--- Excerpted records Enclosed Below ---
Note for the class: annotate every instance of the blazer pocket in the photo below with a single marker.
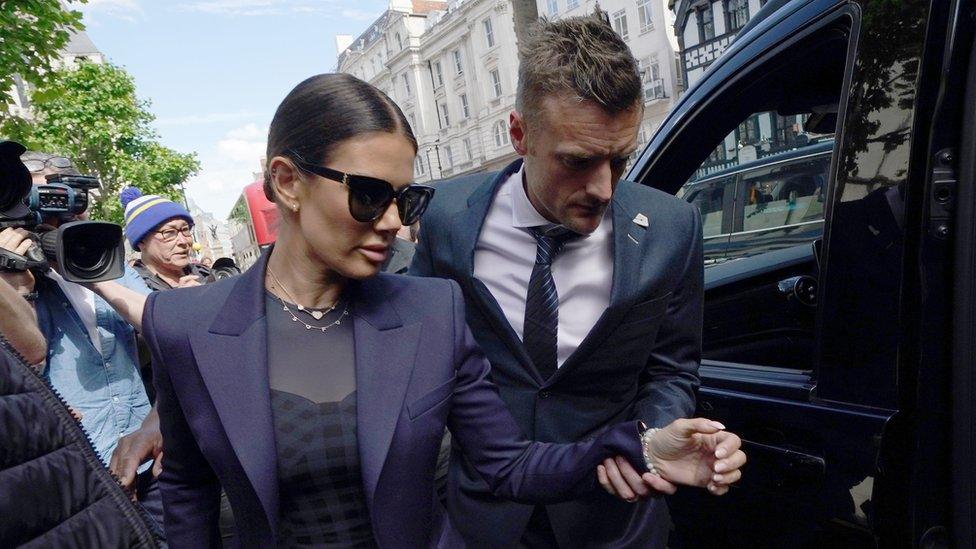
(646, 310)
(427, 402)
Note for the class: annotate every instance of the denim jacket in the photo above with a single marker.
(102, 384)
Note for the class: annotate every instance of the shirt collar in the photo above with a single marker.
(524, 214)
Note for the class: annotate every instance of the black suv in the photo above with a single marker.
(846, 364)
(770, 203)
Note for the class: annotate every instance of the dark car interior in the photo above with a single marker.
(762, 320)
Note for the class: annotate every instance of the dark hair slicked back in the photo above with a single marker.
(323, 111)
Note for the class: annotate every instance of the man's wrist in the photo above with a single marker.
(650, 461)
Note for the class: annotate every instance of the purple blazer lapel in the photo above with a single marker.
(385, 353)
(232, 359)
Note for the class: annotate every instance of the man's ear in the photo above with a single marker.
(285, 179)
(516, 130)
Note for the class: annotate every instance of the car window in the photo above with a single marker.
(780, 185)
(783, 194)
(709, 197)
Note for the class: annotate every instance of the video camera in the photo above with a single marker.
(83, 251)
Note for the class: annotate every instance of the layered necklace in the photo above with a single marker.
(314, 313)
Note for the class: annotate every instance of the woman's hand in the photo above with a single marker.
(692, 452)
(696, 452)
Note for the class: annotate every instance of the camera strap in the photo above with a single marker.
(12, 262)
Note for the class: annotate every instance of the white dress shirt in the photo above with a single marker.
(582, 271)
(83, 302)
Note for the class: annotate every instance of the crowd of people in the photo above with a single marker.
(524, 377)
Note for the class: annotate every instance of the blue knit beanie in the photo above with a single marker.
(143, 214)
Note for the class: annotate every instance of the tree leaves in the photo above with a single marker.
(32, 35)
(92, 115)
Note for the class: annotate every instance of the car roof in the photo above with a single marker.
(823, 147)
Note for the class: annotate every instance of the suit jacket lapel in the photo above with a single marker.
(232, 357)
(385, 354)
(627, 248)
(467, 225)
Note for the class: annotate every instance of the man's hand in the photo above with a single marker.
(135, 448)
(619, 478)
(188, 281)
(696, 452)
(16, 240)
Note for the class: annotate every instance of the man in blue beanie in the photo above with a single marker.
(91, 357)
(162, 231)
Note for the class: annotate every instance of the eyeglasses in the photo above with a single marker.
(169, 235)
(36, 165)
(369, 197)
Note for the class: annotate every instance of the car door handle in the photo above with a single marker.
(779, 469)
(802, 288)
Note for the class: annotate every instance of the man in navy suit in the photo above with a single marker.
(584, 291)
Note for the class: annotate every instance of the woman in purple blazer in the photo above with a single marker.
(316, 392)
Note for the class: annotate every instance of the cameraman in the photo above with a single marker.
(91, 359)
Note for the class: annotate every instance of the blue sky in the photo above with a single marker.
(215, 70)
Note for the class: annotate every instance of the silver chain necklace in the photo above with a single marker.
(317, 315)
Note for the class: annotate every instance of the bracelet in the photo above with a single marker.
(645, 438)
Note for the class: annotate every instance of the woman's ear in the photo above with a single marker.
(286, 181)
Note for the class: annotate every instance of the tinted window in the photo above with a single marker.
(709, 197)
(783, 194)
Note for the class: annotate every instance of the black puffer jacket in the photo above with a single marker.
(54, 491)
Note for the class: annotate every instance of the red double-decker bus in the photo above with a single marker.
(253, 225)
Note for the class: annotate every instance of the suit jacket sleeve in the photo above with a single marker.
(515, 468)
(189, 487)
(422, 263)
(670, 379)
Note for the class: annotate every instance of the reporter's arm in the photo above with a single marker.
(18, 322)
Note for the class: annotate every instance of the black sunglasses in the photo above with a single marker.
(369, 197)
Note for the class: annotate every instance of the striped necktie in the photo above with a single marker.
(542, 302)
--- End of Enclosed Excerpted records ---
Please copy out the whole listing exactly as it stands, minus the pictures.

→ **Output for this exercise**:
Note for the class: annotate every instance of the blazer pocket in the photo below with a single marker.
(646, 310)
(427, 402)
Note for the class: annotate every instance of the denim jacket in the photo above with a single marker.
(102, 384)
Note for the class: annotate every instance of the shirt collar in the photo above with a single marker.
(524, 214)
Note for the class: annotate every instance of the black suv in the photo above with a single marker.
(846, 364)
(770, 203)
Note for the class: annotate every instance of the dark car interior in the photo above with a single marker.
(762, 320)
Note for the class: annotate every instance of the dark hair slicked back in the photo above with a single marker.
(323, 111)
Note for the class: annotate every instance of the man's wrist in the photo above with a single marker.
(650, 461)
Note for the class: annotate every instance of the purple blazer lapel in the photo above with a single marker.
(385, 353)
(232, 359)
Note for the class: annotate every instance of the man's ear in the photo above with a single marker.
(285, 179)
(516, 130)
Note for the class: annotate every instance of the car window in the photo above with a single marker.
(780, 185)
(783, 194)
(709, 197)
Note for the class: annotate every instance of the video camera in the photo above with a single marker.
(83, 251)
Note for the class: annotate every instance of the layered necklace in the photo above with a single marker.
(314, 313)
Note for the class: annotate every instance of the woman's hand in the photo above with a single marker.
(692, 452)
(696, 452)
Note for the class: annotate every instance of the camera strap in the photo above with a single marker.
(12, 262)
Note for the class: annotate every instance of the white dress shirt in the photo above with a single marker.
(582, 271)
(83, 302)
Note for the class: annotate every instance of the crowd of people in the photo above with a single marker.
(524, 377)
Note for the class: annotate every instance of the blue knit beanie in the photo above with a single marker.
(143, 214)
Note for the class: annotate every instance of the tree leaves in the photo above with a single marker.
(32, 35)
(92, 115)
Note for the class: annotate every instance of the car roof in the photo above with a single marker.
(823, 147)
Note for the class: annotate every instance of the suit jacket lapel in the photo above with a single marker.
(232, 357)
(385, 354)
(627, 248)
(467, 225)
Note for the class: annotate every instance of the man's hand in the photo above with a single marker.
(135, 448)
(619, 478)
(188, 281)
(696, 452)
(16, 240)
Note for the class: annotate every instance of the man in blue beanie in the photo above with a single marker.
(91, 357)
(162, 231)
Note for the class: annotate every instance of the eyeglasses in the photo above with a single marker.
(169, 235)
(36, 165)
(369, 197)
Note for the class: annotate every instance of the car door handle in the photo above with a single marker.
(779, 469)
(802, 288)
Note for the class: annotate every instance of the man in navy suit in the photo above with a single marker.
(584, 291)
Note for the class: annotate every instance of the woman in purple blazer in the photo above with a single marker.
(316, 392)
Note for the class: annotate every instance of the cameraman in the photo above with a single marker.
(91, 359)
Note for the class: annotate every instance of the blue sky in the photo above with a single marker.
(215, 70)
Note for the class: annotate every instance of the silver chain necklace in the photo above with a single marker.
(317, 315)
Note for the class: annotate every instance of the bracelet in the photo above with a single marker.
(645, 438)
Note for the class: annotate every instance of the woman's ear in the photo above with a single marker.
(286, 181)
Note for the class: annotate every instance of the tinted window in the photo above with a single marker.
(709, 197)
(783, 194)
Note for the class: annotate every instance of the black puffer jacket in the photo above with a single marker.
(54, 491)
Note for the class: annotate every instance of the red double-decker bus in the photo above with a single marker.
(253, 225)
Note for the class: annotate every instance of the suit jacket sleeve in the photo above with a single marker.
(515, 468)
(189, 487)
(422, 263)
(670, 379)
Note for the class: annotate every instance of the reporter's arm in the photo above with a single marker.
(18, 322)
Note for the class: annotate every instance of the black sunglasses in the photo above with a single marker.
(369, 197)
Note for the class: annotate every instance of the striped necktie in the photo above with a single marker.
(542, 302)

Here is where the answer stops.